EXERCISE BRIEF :: Scan the lines below for the word "green". Copy each line you find it in.

INPUT ::
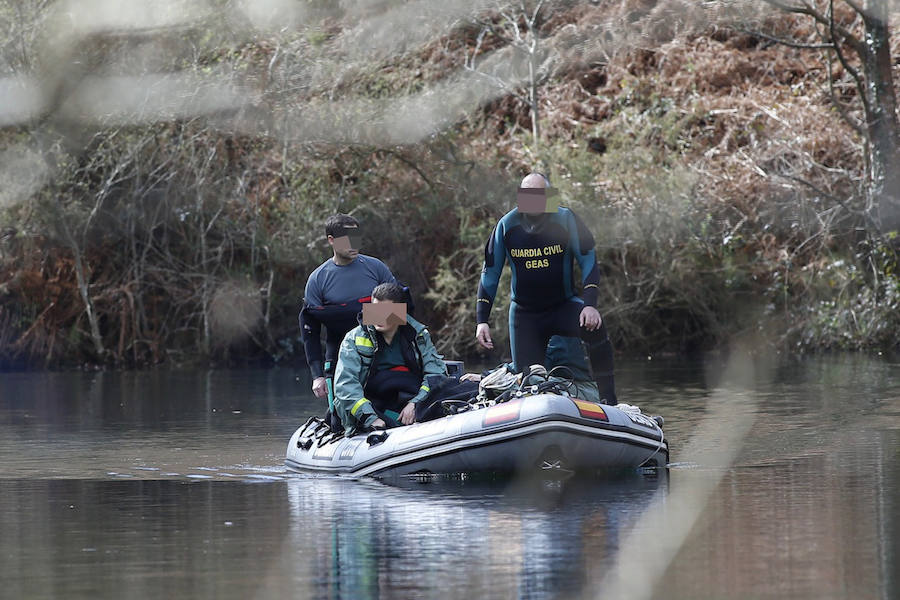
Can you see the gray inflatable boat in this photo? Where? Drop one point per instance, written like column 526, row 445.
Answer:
column 543, row 432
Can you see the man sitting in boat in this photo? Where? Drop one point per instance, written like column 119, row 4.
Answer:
column 383, row 364
column 333, row 298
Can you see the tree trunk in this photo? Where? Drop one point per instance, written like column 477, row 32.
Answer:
column 88, row 305
column 882, row 124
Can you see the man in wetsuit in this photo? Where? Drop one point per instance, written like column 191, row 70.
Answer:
column 334, row 295
column 541, row 246
column 384, row 365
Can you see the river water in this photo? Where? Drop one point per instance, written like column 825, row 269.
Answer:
column 784, row 483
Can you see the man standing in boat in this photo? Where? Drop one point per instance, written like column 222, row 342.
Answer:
column 383, row 364
column 334, row 295
column 541, row 242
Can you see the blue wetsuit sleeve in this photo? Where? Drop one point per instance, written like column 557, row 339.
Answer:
column 384, row 274
column 312, row 296
column 587, row 260
column 494, row 259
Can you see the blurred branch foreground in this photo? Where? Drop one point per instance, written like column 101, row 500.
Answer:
column 167, row 166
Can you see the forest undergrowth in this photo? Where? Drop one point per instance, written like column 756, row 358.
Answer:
column 726, row 194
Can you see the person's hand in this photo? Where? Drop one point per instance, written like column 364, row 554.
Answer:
column 483, row 335
column 590, row 318
column 408, row 414
column 320, row 389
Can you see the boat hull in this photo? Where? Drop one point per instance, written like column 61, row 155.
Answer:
column 545, row 432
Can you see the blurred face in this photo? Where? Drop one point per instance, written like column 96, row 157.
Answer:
column 534, row 199
column 346, row 244
column 384, row 315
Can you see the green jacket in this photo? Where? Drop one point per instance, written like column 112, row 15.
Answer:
column 355, row 358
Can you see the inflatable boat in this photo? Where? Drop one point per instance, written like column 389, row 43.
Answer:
column 547, row 433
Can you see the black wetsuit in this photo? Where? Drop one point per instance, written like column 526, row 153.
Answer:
column 541, row 251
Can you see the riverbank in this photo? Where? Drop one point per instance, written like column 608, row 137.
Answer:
column 724, row 191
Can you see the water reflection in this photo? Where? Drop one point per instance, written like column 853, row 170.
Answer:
column 463, row 539
column 137, row 539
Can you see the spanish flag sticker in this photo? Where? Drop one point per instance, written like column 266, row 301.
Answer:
column 502, row 413
column 589, row 410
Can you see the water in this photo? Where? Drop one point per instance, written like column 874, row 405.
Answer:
column 784, row 483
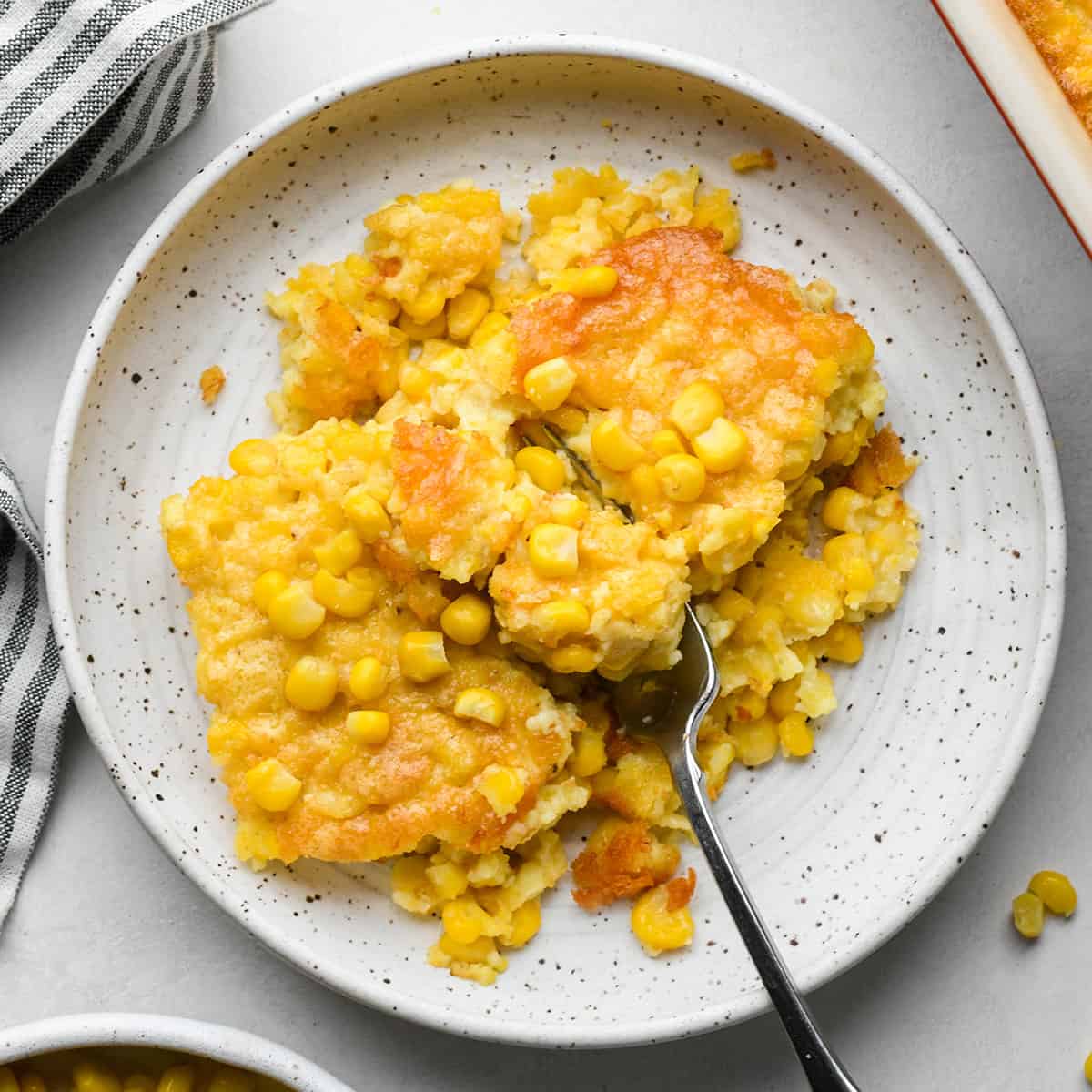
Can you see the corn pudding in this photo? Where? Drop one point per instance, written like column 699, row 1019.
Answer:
column 410, row 612
column 129, row 1069
column 1062, row 32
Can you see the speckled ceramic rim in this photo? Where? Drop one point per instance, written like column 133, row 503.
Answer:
column 217, row 1042
column 511, row 1027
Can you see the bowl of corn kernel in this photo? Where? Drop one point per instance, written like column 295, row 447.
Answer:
column 349, row 634
column 116, row 1052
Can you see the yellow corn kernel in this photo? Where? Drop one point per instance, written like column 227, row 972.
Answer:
column 421, row 655
column 643, row 484
column 840, row 507
column 568, row 509
column 756, row 741
column 849, row 555
column 1057, row 890
column 589, row 753
column 272, row 785
column 782, row 700
column 743, row 162
column 421, row 331
column 177, row 1079
column 550, row 383
column 543, row 467
column 367, row 516
column 825, row 375
column 573, row 659
column 311, row 683
column 1027, row 915
column 367, row 680
column 842, row 642
column 294, row 612
column 478, row 951
column 682, row 478
column 527, row 921
column 480, row 703
column 465, row 312
column 369, row 725
column 256, row 458
column 666, row 441
column 88, row 1077
column 696, row 409
column 490, row 327
column 659, row 928
column 562, row 617
column 339, row 552
column 467, row 620
column 410, row 887
column 721, row 447
column 748, row 705
column 554, row 550
column 502, row 786
column 344, row 598
column 614, row 447
column 414, row 381
column 567, row 419
column 426, row 306
column 267, row 587
column 448, row 879
column 228, row 1079
column 590, row 282
column 464, row 921
column 797, row 740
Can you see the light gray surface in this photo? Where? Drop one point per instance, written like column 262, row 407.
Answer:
column 955, row 1002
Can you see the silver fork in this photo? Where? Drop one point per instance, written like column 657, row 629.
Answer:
column 672, row 704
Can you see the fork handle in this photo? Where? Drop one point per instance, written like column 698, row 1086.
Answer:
column 824, row 1073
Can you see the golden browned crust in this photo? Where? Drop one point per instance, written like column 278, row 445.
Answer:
column 627, row 861
column 683, row 311
column 882, row 465
column 1062, row 32
column 681, row 890
column 450, row 498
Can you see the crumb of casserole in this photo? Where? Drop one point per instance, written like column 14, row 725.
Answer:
column 212, row 383
column 405, row 606
column 743, row 162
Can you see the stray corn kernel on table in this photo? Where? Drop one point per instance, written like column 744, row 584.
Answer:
column 933, row 1005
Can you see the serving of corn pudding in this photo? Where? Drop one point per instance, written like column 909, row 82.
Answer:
column 409, row 612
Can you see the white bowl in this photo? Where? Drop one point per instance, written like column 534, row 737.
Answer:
column 842, row 850
column 228, row 1046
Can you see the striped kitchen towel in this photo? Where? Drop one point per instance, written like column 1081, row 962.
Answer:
column 87, row 87
column 33, row 691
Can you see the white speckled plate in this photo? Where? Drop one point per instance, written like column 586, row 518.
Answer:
column 841, row 851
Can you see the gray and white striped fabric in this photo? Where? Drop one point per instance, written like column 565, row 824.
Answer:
column 33, row 691
column 87, row 87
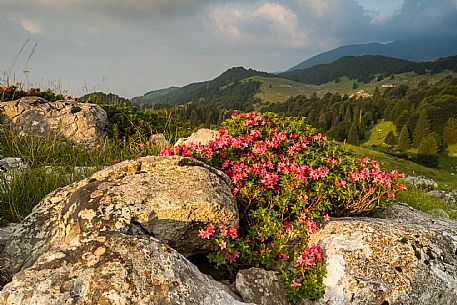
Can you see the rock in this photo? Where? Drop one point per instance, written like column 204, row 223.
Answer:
column 421, row 182
column 408, row 257
column 114, row 268
column 439, row 213
column 202, row 136
column 9, row 168
column 260, row 287
column 405, row 257
column 169, row 198
column 78, row 122
column 450, row 197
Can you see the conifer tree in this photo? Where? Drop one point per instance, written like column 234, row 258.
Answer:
column 353, row 136
column 450, row 131
column 390, row 138
column 427, row 152
column 422, row 129
column 404, row 142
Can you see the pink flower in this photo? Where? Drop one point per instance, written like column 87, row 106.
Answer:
column 326, row 217
column 206, row 234
column 223, row 229
column 295, row 284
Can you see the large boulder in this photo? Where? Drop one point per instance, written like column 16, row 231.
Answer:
column 450, row 197
column 421, row 182
column 202, row 136
column 114, row 268
column 168, row 198
column 78, row 122
column 403, row 257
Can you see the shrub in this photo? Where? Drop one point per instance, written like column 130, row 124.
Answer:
column 10, row 93
column 287, row 180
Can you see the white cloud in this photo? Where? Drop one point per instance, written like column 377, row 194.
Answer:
column 265, row 25
column 31, row 26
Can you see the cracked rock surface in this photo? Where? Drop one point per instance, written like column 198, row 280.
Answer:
column 87, row 243
column 78, row 122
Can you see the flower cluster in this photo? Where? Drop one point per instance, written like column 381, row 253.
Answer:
column 287, row 179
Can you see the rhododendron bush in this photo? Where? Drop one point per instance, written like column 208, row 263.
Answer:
column 288, row 179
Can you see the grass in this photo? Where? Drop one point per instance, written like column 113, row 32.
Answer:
column 379, row 133
column 446, row 179
column 276, row 90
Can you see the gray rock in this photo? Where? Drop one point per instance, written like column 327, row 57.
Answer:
column 421, row 182
column 202, row 136
column 78, row 122
column 408, row 257
column 450, row 197
column 9, row 168
column 114, row 268
column 260, row 287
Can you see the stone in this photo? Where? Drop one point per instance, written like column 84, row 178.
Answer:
column 403, row 257
column 159, row 140
column 78, row 122
column 114, row 268
column 450, row 197
column 9, row 168
column 169, row 198
column 259, row 286
column 202, row 136
column 421, row 182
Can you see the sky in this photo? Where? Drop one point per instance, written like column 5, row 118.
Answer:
column 135, row 46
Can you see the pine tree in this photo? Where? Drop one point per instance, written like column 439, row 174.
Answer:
column 422, row 129
column 450, row 131
column 390, row 138
column 427, row 152
column 404, row 142
column 353, row 136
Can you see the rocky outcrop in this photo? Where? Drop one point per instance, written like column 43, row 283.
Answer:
column 114, row 268
column 259, row 286
column 450, row 197
column 169, row 198
column 421, row 182
column 202, row 136
column 78, row 122
column 9, row 168
column 405, row 257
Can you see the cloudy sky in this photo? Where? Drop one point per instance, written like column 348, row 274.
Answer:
column 130, row 47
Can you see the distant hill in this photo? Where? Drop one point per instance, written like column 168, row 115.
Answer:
column 103, row 98
column 226, row 88
column 414, row 49
column 366, row 68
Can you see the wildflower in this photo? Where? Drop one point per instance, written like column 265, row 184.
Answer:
column 223, row 229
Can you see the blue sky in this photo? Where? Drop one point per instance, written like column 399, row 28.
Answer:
column 131, row 47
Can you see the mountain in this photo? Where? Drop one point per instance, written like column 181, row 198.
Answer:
column 413, row 49
column 226, row 88
column 366, row 68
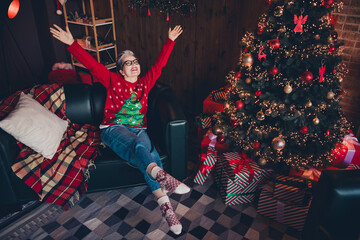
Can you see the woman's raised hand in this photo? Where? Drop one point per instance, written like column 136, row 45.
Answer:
column 174, row 33
column 61, row 35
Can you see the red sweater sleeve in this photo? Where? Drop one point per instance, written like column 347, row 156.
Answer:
column 95, row 68
column 161, row 61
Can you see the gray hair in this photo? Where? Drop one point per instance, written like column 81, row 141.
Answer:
column 122, row 55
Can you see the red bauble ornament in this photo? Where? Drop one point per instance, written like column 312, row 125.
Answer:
column 274, row 70
column 221, row 139
column 307, row 77
column 239, row 104
column 234, row 123
column 275, row 43
column 256, row 145
column 304, row 129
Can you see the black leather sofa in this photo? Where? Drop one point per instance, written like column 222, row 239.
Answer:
column 167, row 128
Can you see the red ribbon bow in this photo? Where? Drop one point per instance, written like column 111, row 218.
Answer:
column 243, row 162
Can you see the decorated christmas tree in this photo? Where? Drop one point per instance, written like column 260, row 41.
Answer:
column 283, row 103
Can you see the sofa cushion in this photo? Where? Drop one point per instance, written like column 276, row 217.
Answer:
column 35, row 126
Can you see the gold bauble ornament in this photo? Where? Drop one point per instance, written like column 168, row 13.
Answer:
column 247, row 60
column 278, row 143
column 262, row 162
column 308, row 104
column 330, row 95
column 287, row 89
column 279, row 11
column 217, row 130
column 260, row 116
column 316, row 121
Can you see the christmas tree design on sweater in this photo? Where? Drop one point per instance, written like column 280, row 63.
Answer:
column 130, row 112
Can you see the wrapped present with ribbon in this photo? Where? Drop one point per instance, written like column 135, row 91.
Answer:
column 346, row 152
column 230, row 191
column 293, row 189
column 210, row 141
column 243, row 170
column 207, row 162
column 284, row 212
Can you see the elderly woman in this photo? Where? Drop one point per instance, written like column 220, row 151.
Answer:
column 124, row 124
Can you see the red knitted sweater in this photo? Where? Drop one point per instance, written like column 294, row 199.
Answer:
column 123, row 106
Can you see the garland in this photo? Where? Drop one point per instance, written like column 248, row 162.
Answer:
column 182, row 7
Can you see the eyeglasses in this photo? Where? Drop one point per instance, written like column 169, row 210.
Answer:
column 130, row 62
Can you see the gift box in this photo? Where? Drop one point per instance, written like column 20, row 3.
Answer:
column 238, row 178
column 243, row 170
column 231, row 192
column 347, row 152
column 284, row 212
column 292, row 189
column 208, row 161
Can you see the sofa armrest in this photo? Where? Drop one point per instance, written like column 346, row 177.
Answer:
column 8, row 153
column 168, row 128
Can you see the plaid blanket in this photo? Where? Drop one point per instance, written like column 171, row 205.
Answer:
column 62, row 179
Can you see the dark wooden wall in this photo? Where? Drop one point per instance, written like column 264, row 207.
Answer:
column 205, row 52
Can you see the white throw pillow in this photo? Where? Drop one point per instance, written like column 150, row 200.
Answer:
column 35, row 126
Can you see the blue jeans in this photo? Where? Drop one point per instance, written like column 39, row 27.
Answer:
column 134, row 146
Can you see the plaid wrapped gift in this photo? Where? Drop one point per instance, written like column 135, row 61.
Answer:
column 283, row 212
column 242, row 170
column 231, row 192
column 292, row 189
column 208, row 161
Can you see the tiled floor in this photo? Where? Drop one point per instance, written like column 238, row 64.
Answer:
column 134, row 214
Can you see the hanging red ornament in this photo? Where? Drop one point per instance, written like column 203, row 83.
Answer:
column 304, row 129
column 274, row 70
column 333, row 19
column 256, row 145
column 261, row 55
column 239, row 104
column 221, row 139
column 275, row 43
column 234, row 123
column 299, row 21
column 321, row 73
column 307, row 77
column 334, row 35
column 331, row 48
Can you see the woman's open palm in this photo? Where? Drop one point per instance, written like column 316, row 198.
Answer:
column 61, row 35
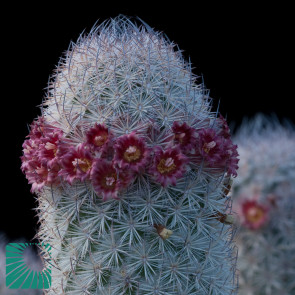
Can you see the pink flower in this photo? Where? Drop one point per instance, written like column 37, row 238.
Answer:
column 217, row 151
column 253, row 214
column 168, row 165
column 225, row 131
column 48, row 147
column 184, row 135
column 131, row 152
column 106, row 180
column 40, row 171
column 39, row 128
column 76, row 164
column 98, row 137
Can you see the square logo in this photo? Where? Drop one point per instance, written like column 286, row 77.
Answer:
column 19, row 275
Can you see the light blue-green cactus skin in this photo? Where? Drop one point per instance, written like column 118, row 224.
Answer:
column 266, row 259
column 130, row 76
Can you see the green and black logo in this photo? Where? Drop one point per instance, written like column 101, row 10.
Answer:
column 19, row 275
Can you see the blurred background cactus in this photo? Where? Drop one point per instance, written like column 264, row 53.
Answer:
column 32, row 261
column 132, row 169
column 264, row 198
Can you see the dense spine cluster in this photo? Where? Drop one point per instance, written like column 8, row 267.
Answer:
column 132, row 170
column 264, row 198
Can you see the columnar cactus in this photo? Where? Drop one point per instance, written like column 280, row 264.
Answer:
column 131, row 169
column 264, row 198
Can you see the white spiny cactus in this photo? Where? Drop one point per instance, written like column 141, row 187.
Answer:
column 32, row 261
column 264, row 198
column 131, row 170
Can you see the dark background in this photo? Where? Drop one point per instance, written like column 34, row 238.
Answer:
column 242, row 51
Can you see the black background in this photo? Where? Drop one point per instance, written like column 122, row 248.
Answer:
column 242, row 51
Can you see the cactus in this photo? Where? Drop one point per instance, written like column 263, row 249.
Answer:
column 32, row 260
column 264, row 198
column 131, row 170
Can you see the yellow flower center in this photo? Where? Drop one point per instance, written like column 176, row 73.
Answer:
column 51, row 146
column 132, row 153
column 180, row 137
column 82, row 164
column 208, row 146
column 166, row 165
column 254, row 214
column 110, row 181
column 100, row 139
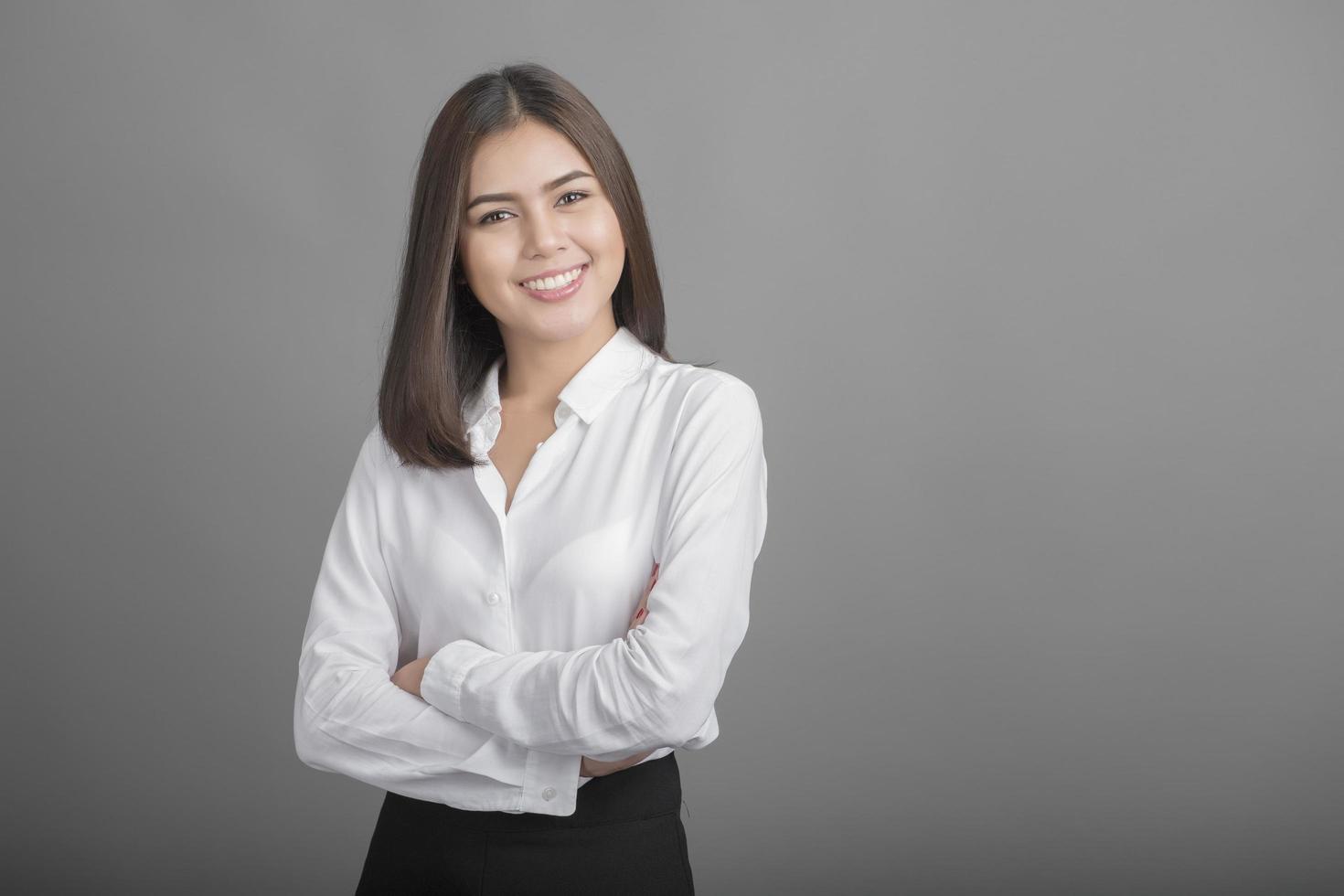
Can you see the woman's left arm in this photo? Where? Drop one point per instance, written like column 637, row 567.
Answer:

EXERCISE RESULT ::
Can you see the green jacket in this photo? Where? Drop one point per instance, written like column 112, row 15.
Can you see the light blue-green cactus skin in this photo? Where? Drop one point per instance, written like column 118, row 224.
Can you see the green and black logo in this photo? Where? Drop one point per instance, written like column 101, row 10.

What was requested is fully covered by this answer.